» Estratto fornito:
Garlasco, Alberto Stasi nell’intercettazione (mai ascoltata) con il padre

Le nuove intercettazioni del 2007 riemerse sul caso di Garlasco riportano al centro Alberto Stasi: la telefonata con il padre Nicola pochi giorni dopo l’omicidio di Chiara Poggi rivela timori e preoccupazioni. L’assenza di un alibi spaccò la comunità tra colpevolisti e innocentisti, e nel 2025 la storia si ripete con un nuovo indagato.

La vicenda di Garlasco, fin dall’omicidio di Chiara Poggi del 2007, ha diviso l’opinione pubblica: da una parte chi ha sempre creduto nella colpevolezza di Alberto Stasi, condannato per il delitto, e dall’altra chi invece ha sempre nutrito dubbi sulla ricostruzione dell’accusa. A fomentare questa spaccatura spunta una nuova intercettazione con protagonista Stasi, a pochi giorni dalla diffusione di quelle su Andrea Sempio, attuale indagato per lo stesso omicidio.

» Elenco:
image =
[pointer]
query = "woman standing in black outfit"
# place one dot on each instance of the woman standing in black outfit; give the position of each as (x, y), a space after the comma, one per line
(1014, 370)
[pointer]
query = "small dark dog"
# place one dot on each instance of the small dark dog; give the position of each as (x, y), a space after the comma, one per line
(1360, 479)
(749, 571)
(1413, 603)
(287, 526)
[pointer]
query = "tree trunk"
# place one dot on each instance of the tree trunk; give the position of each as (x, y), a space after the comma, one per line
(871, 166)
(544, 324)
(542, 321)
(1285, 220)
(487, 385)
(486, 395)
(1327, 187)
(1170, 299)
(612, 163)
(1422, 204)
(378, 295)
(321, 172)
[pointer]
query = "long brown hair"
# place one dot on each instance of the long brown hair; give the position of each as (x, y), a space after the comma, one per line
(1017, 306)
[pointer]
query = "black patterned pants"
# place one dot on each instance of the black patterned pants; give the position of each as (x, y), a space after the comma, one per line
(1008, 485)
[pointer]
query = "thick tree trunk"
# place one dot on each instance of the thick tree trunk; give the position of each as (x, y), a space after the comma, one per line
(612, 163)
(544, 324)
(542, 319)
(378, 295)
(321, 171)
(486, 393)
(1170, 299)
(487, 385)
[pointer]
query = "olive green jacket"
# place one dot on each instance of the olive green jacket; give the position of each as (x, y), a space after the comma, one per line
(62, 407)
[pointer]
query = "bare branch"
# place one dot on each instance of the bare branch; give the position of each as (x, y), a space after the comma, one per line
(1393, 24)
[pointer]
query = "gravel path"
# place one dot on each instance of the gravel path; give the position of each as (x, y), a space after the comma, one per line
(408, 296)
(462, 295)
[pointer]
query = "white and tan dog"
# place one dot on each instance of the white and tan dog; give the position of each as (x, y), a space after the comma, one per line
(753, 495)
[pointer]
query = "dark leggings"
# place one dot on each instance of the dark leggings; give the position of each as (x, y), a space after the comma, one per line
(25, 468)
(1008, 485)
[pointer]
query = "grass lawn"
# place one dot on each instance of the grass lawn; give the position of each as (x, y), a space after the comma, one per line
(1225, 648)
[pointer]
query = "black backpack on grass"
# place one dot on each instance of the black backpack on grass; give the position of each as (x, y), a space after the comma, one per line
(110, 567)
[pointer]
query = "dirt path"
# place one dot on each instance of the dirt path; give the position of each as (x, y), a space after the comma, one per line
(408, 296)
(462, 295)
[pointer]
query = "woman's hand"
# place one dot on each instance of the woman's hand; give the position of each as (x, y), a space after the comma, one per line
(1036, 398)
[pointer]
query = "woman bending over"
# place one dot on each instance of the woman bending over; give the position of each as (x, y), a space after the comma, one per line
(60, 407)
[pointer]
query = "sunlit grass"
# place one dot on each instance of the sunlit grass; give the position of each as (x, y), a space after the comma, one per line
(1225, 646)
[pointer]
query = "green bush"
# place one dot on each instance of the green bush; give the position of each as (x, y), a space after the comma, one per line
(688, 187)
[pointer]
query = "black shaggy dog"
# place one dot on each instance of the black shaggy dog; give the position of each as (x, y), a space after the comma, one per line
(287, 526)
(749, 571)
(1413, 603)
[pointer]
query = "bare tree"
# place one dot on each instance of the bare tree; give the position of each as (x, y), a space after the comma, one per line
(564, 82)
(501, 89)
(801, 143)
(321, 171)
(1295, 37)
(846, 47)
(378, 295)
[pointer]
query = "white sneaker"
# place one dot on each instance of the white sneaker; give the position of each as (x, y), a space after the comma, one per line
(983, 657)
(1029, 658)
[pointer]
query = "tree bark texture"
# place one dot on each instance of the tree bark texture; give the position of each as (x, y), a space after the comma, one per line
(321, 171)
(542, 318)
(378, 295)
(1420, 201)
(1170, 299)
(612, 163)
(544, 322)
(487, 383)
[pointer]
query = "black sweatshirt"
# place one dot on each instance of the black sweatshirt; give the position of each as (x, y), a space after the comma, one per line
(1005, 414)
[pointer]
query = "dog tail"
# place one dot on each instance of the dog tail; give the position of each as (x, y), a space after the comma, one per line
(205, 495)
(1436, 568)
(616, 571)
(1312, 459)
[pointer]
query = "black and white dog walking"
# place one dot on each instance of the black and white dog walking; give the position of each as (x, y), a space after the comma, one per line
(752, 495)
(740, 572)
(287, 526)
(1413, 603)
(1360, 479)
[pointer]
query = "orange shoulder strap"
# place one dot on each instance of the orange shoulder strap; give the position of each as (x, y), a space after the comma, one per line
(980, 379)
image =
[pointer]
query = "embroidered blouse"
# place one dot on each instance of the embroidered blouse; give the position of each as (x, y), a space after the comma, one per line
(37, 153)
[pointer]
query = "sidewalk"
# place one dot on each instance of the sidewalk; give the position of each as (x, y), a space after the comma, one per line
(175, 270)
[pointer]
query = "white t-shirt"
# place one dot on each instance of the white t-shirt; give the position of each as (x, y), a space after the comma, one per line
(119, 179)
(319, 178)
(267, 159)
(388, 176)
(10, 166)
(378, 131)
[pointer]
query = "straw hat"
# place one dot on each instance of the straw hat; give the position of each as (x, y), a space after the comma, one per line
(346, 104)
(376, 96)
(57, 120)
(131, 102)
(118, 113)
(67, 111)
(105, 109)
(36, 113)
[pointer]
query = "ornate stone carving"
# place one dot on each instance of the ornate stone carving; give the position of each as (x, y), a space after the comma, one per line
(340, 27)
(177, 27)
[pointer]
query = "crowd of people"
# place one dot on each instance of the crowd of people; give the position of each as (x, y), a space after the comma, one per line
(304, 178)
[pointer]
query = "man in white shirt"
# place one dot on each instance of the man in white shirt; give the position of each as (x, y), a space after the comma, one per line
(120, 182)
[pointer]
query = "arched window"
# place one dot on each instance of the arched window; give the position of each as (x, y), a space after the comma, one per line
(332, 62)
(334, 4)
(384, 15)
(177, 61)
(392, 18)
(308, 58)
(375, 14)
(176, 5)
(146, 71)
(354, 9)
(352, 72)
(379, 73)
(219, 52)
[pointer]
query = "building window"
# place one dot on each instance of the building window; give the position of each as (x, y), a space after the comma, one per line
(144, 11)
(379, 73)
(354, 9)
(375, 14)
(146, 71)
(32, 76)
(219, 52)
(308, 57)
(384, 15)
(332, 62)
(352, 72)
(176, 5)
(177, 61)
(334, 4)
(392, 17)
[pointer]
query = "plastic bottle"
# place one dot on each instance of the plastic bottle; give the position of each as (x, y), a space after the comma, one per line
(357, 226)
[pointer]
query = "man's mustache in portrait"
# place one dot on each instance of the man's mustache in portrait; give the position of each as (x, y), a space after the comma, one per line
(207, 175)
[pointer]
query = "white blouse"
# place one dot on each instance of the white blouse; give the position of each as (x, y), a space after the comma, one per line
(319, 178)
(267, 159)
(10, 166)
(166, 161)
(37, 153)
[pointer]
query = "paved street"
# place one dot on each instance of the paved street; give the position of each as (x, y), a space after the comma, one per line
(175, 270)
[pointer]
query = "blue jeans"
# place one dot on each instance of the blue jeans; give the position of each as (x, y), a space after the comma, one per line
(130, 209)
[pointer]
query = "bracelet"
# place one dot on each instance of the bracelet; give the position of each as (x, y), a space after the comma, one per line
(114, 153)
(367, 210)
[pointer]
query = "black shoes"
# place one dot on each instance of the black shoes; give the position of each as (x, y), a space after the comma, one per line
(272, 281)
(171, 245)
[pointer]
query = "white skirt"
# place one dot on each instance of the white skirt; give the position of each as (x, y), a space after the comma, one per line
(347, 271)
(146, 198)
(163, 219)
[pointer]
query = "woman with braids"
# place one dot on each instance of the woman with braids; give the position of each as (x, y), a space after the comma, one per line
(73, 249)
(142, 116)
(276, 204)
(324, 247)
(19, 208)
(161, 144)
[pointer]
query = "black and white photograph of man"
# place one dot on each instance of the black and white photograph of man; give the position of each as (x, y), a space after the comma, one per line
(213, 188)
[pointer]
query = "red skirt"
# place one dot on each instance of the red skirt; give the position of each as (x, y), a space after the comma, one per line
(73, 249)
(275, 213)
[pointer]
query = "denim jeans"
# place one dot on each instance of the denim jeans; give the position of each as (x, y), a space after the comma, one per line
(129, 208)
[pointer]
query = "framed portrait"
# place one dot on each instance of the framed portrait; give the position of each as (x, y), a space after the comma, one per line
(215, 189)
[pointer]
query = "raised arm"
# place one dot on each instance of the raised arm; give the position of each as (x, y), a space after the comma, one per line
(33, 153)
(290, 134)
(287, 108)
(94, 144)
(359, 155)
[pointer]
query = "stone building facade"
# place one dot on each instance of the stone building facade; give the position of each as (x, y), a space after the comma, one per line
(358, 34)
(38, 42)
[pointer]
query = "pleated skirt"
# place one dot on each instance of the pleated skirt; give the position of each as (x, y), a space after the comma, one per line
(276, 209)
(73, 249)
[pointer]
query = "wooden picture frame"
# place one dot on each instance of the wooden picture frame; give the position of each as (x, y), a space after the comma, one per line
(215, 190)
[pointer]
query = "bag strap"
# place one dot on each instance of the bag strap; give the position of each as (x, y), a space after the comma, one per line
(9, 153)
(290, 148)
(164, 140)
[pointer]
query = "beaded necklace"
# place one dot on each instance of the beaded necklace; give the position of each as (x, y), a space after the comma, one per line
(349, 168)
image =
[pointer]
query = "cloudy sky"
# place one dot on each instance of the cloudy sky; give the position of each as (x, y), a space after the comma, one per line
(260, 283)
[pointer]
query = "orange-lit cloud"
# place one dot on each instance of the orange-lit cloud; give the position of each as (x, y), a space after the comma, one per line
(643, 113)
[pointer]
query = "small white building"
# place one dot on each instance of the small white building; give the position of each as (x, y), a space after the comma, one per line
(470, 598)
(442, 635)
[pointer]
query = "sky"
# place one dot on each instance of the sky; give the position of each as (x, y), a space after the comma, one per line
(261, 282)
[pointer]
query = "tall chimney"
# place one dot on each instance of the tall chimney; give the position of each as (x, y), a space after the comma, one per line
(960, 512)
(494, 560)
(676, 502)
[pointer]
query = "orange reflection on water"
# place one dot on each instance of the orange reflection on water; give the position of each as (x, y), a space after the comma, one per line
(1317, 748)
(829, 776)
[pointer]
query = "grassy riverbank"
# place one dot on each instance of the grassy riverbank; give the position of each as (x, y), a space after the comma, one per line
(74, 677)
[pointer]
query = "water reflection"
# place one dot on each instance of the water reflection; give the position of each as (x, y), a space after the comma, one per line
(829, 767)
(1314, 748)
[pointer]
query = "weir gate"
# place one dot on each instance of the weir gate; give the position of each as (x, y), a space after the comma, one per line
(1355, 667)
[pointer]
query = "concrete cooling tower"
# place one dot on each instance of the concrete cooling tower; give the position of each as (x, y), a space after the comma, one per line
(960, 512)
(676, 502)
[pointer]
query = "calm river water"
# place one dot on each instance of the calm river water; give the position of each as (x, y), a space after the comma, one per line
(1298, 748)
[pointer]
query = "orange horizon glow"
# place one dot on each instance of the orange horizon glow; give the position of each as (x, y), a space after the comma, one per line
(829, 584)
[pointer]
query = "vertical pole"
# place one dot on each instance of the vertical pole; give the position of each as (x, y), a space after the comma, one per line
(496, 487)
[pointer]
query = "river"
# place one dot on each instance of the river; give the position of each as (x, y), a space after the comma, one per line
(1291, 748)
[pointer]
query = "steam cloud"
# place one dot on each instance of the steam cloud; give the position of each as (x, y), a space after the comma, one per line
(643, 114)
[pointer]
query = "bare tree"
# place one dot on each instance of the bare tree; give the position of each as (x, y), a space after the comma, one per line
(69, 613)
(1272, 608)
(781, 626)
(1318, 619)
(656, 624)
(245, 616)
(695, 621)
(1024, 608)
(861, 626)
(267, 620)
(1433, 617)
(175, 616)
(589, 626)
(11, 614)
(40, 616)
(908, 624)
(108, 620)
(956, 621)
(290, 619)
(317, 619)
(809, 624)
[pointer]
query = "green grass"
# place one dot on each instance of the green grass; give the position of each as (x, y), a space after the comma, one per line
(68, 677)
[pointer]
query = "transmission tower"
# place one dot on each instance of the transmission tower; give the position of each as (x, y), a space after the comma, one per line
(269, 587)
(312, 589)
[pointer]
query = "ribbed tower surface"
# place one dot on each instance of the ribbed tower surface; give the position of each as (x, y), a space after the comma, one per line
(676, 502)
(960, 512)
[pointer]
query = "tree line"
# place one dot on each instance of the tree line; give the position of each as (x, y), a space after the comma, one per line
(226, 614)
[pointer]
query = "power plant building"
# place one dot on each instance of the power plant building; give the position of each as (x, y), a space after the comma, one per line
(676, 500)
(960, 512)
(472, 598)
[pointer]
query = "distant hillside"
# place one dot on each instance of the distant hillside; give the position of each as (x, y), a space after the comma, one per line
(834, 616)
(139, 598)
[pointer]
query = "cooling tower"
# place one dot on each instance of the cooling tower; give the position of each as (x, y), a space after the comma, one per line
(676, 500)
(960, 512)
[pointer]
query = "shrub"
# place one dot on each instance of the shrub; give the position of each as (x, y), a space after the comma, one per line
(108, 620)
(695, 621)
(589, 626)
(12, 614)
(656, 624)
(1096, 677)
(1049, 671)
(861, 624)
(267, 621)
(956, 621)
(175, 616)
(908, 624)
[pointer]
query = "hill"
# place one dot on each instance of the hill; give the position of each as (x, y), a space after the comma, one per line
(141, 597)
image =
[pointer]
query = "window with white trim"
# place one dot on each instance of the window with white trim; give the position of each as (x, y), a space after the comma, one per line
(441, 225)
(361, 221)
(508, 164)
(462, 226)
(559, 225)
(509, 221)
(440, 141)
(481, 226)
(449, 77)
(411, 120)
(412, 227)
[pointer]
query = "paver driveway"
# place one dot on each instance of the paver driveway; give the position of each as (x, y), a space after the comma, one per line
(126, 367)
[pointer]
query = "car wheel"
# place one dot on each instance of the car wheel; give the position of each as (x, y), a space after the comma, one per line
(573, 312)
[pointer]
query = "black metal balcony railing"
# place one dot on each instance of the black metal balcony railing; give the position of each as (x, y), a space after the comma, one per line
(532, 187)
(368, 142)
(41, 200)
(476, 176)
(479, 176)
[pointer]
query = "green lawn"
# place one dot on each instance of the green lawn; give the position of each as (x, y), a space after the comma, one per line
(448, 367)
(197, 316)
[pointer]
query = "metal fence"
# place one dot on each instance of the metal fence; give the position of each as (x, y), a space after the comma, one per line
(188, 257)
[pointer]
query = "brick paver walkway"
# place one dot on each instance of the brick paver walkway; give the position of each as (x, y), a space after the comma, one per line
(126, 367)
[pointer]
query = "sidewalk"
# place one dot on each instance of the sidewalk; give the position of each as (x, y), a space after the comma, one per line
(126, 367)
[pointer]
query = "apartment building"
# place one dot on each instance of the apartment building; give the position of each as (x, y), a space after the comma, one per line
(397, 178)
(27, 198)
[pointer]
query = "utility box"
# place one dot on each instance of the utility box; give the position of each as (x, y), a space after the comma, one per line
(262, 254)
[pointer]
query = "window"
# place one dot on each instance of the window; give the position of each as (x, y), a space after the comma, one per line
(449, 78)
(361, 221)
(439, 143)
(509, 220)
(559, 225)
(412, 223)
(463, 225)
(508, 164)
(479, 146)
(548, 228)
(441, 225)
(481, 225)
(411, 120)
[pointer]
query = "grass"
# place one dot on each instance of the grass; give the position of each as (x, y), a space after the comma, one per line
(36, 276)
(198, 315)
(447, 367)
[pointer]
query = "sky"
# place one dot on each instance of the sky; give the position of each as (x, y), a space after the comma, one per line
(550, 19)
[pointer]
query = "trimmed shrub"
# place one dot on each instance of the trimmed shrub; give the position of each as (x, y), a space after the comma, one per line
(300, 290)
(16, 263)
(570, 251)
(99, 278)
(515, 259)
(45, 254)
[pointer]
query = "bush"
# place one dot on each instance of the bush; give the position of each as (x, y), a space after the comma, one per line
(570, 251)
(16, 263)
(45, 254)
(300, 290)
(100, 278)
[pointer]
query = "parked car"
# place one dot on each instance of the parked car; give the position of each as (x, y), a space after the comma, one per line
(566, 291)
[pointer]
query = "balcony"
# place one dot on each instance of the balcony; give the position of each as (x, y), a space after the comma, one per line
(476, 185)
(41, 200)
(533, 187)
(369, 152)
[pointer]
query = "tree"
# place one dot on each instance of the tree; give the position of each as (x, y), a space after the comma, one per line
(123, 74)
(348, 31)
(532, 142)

» Cosa fare: Nell'articolo sul caso di Garlasco, riscrivi il passo compreso tra "Le nuove intercettazioni" e "lo stesso omicidio.", estremi inclusi, sostituendo "omicidio" con "assassinio".

» Soluzione:
Le nuove intercettazioni del 2007 riemerse sul caso di Garlasco riportano al centro Alberto Stasi: la telefonata con il padre Nicola pochi giorni dopo l’assassinio di Chiara Poggi rivela timori e preoccupazioni. L’assenza di un alibi spaccò la comunità tra colpevolisti e innocentisti, e nel 2025 la storia si ripete con un nuovo indagato.

La vicenda di Garlasco, fin dall’assassinio di Chiara Poggi del 2007, ha diviso l’opinione pubblica: da una parte chi ha sempre creduto nella colpevolezza di Alberto Stasi, condannato per il delitto, e dall’altra chi invece ha sempre nutrito dubbi sulla ricostruzione dell’accusa. A fomentare questa spaccatura spunta una nuova intercettazione con protagonista Stasi, a pochi giorni dalla diffusione di quelle su Andrea Sempio, attuale indagato per lo stesso assassinio.